Copy out the Genymotion tutorial below word for word, keeping every line intact.

* _Excerpted passage_:
_ _ _

# [Tutorial] Genymotion | Android On PC (formerly known as AndroVM).



## pratyush997 (Mar 4, 2013)

Hi there! 
Ever thought of running *Android* on PC? Trying out apps and playing with it?
*Genymotion*, provides the best Android virtual environment out there and runs Android 4.1
So let’s start installing it
This guide will help you installing Genymotion !

Note:-

This tutorial is based on Windows 7 HP 64bit
Know how to use your PC. I do NOT teach PC 101. Don't ask for clarification of this process – it is dirt simple if you are competent (- attn1).
Specs of the system used. (Full details in Signature)
Intel Core i7 3610QM​nVidia GT 650M 2 GB DDR3
8 GB RAM​ 

You'll need the following: -

Virtual Box
Genymotion app


Assuming you got Virtual box installed and is functional, Follow the guide.

_ _ _

Bounding-box records
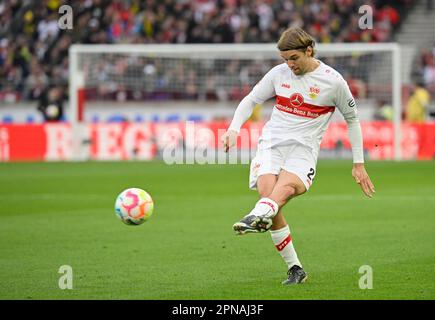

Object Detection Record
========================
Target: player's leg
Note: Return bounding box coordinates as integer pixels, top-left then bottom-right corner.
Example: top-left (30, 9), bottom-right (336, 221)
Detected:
top-left (233, 148), bottom-right (284, 235)
top-left (269, 170), bottom-right (307, 284)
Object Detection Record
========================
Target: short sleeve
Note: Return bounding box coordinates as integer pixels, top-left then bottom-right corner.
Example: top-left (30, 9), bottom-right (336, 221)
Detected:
top-left (334, 78), bottom-right (357, 119)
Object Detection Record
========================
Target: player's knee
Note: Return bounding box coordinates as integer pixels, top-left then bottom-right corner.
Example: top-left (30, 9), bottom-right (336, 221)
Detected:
top-left (274, 184), bottom-right (296, 204)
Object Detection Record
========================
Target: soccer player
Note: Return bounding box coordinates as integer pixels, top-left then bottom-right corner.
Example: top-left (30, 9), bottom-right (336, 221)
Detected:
top-left (222, 28), bottom-right (375, 284)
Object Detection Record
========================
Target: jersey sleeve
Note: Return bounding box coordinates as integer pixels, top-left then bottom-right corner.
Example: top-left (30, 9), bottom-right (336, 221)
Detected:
top-left (335, 78), bottom-right (364, 163)
top-left (228, 69), bottom-right (276, 132)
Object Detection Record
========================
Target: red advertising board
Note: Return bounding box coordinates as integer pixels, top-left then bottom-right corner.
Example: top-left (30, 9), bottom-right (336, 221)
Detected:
top-left (0, 122), bottom-right (435, 161)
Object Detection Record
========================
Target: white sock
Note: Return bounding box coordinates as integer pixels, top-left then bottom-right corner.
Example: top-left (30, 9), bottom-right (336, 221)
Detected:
top-left (270, 225), bottom-right (302, 269)
top-left (249, 198), bottom-right (279, 218)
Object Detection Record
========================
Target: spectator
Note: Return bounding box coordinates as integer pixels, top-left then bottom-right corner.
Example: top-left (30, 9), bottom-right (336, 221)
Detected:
top-left (37, 87), bottom-right (64, 122)
top-left (406, 82), bottom-right (430, 123)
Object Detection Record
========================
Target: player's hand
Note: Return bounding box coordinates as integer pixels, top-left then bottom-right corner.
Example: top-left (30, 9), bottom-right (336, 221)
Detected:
top-left (221, 130), bottom-right (238, 152)
top-left (352, 163), bottom-right (375, 198)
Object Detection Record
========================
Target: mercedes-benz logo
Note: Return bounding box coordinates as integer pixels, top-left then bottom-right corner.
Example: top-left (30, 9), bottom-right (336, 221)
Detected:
top-left (290, 93), bottom-right (304, 107)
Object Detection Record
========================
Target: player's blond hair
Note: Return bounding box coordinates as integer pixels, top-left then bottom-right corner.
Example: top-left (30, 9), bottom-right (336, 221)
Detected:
top-left (277, 28), bottom-right (316, 57)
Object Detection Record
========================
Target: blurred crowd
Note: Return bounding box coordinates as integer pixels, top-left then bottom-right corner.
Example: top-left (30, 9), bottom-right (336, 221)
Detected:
top-left (412, 43), bottom-right (435, 94)
top-left (0, 0), bottom-right (414, 102)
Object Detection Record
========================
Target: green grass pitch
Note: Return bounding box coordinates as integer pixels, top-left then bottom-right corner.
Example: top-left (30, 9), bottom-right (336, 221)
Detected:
top-left (0, 160), bottom-right (435, 300)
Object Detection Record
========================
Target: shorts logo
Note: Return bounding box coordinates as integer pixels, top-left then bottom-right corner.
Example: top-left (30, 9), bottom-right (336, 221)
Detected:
top-left (290, 93), bottom-right (304, 107)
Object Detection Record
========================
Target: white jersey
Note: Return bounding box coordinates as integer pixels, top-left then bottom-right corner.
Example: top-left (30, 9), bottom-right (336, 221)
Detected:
top-left (230, 60), bottom-right (363, 162)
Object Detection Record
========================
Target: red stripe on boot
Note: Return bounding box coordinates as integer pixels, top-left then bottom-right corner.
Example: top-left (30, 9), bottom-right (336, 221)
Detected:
top-left (275, 234), bottom-right (292, 251)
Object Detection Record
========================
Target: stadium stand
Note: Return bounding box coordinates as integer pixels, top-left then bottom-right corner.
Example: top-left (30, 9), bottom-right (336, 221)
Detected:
top-left (0, 0), bottom-right (416, 102)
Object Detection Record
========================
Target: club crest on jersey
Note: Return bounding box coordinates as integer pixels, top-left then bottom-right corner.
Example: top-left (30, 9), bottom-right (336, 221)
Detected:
top-left (308, 87), bottom-right (320, 99)
top-left (290, 93), bottom-right (304, 107)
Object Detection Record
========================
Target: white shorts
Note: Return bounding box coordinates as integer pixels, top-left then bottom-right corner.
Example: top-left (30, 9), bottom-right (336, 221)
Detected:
top-left (249, 142), bottom-right (317, 191)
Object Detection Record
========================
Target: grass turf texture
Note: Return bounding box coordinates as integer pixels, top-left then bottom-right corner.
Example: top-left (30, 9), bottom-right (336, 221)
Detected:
top-left (0, 161), bottom-right (435, 299)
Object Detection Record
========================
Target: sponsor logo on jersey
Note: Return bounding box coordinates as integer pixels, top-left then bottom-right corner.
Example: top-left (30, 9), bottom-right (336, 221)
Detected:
top-left (290, 93), bottom-right (304, 107)
top-left (275, 93), bottom-right (335, 118)
top-left (308, 86), bottom-right (320, 99)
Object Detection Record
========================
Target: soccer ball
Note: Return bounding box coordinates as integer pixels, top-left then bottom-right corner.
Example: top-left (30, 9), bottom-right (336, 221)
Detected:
top-left (115, 188), bottom-right (154, 225)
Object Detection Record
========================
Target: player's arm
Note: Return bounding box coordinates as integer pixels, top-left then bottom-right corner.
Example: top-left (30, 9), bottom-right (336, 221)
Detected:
top-left (221, 69), bottom-right (275, 152)
top-left (336, 79), bottom-right (375, 198)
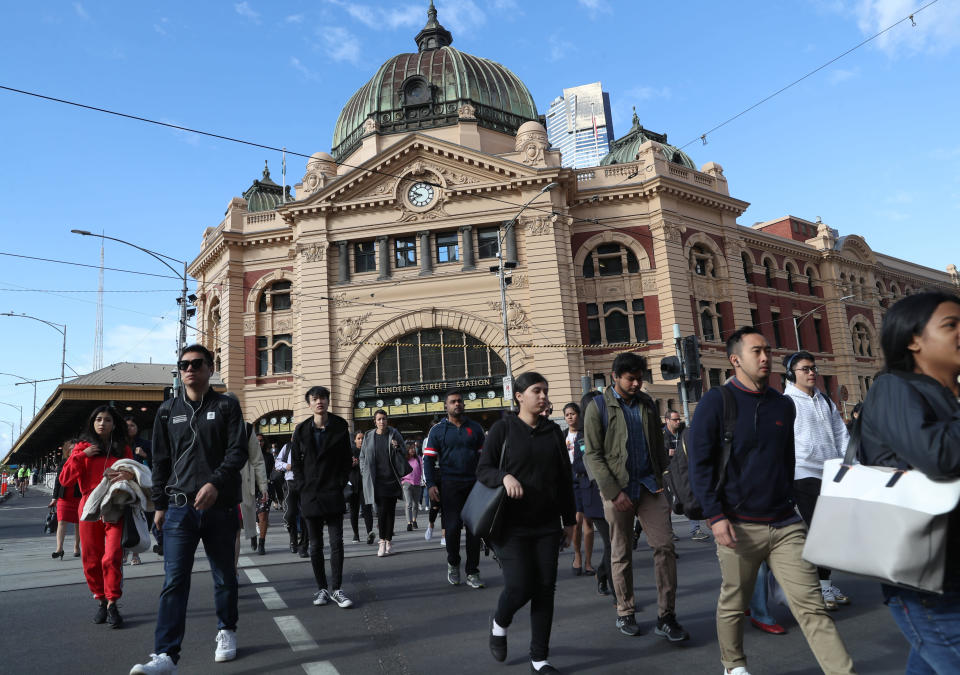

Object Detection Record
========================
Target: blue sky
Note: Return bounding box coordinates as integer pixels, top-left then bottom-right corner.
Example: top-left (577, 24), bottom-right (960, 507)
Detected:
top-left (0, 0), bottom-right (960, 451)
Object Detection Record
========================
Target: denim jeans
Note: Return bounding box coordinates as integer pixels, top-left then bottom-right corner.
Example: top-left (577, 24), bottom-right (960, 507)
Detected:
top-left (887, 589), bottom-right (960, 675)
top-left (154, 504), bottom-right (240, 663)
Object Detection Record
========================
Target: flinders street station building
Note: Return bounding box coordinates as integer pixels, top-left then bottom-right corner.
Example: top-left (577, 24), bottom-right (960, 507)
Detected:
top-left (189, 3), bottom-right (960, 445)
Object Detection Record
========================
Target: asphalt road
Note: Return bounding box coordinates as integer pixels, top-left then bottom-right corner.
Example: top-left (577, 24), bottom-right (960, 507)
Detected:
top-left (0, 490), bottom-right (907, 675)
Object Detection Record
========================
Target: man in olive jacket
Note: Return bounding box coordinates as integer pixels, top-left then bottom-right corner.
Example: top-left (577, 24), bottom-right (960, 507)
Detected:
top-left (583, 353), bottom-right (690, 642)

_ _ _

* _Final result_:
# [Tutorial] Genymotion | Android On PC (formerly known as AndroVM).



## pratyush997 (Mar 4, 2013)

Hi there! 
Ever thought of running *Android* on PC? Trying out apps and playing with it?
*Genymotion*, provides the best Android virtual environment out there and runs Android 4.1
So let’s start installing it
This guide will help you installing Genymotion !

Note:-

This tutorial is based on Windows 7 HP 64bit
Know how to use your PC. I do NOT teach PC 101. Don't ask for clarification of this process – it is dirt simple if you are competent (- attn1).
Specs of the system used. (Full details in Signature)
Intel Core i7 3610QM​nVidia GT 650M 2 GB DDR3
8 GB RAM​ 

You'll need the following: -

Virtual Box
Genymotion app


Assuming you got Virtual box installed and is functional, Follow the guide.